* [Stated exercise] Return each line in the records below that contains the word "parking", copying every such line in full.
%%
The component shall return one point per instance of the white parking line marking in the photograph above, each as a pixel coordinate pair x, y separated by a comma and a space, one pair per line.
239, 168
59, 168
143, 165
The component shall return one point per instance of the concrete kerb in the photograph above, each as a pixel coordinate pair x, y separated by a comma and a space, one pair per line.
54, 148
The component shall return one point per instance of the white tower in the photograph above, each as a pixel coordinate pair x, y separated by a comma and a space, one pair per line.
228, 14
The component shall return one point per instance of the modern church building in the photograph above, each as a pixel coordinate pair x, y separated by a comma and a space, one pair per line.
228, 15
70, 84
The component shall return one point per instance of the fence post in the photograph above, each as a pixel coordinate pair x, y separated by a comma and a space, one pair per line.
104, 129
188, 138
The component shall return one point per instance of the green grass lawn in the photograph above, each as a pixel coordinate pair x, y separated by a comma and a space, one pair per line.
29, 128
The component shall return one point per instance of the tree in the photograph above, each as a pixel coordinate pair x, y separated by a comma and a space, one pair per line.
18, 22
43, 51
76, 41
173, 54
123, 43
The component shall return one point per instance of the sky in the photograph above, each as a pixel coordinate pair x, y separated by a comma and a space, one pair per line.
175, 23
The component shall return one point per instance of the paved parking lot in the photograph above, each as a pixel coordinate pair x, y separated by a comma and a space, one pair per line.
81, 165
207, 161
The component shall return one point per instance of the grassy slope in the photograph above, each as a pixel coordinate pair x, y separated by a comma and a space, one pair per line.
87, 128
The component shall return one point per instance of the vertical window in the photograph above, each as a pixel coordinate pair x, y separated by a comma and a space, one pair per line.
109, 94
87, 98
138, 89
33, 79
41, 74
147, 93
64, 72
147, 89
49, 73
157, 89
%%
%%
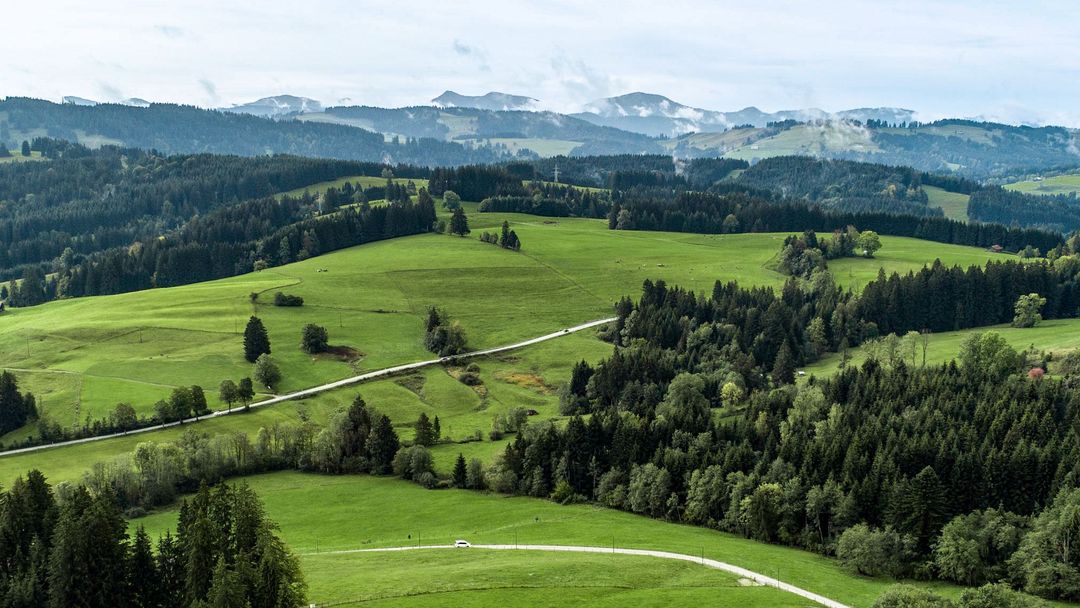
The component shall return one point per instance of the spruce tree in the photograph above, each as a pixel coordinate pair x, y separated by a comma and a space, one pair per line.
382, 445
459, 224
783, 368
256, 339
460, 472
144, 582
%%
%%
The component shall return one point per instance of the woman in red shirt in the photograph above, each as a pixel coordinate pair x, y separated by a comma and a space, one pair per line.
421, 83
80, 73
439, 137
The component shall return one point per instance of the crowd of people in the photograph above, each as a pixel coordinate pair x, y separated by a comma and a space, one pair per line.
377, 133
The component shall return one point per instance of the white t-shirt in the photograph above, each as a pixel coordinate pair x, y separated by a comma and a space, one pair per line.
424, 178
%%
* [Result of the exercise]
The component shall return one point per instance of the white parking line marking in the photograph above, each as a pixel coordinate pair x, y separated by a comma and a space, one pair per line.
The component shall return one point per instance of the paved parking lot in the photograph above, each as a pixel coordinate pair x, y separated by a comma and a space, one pair per line.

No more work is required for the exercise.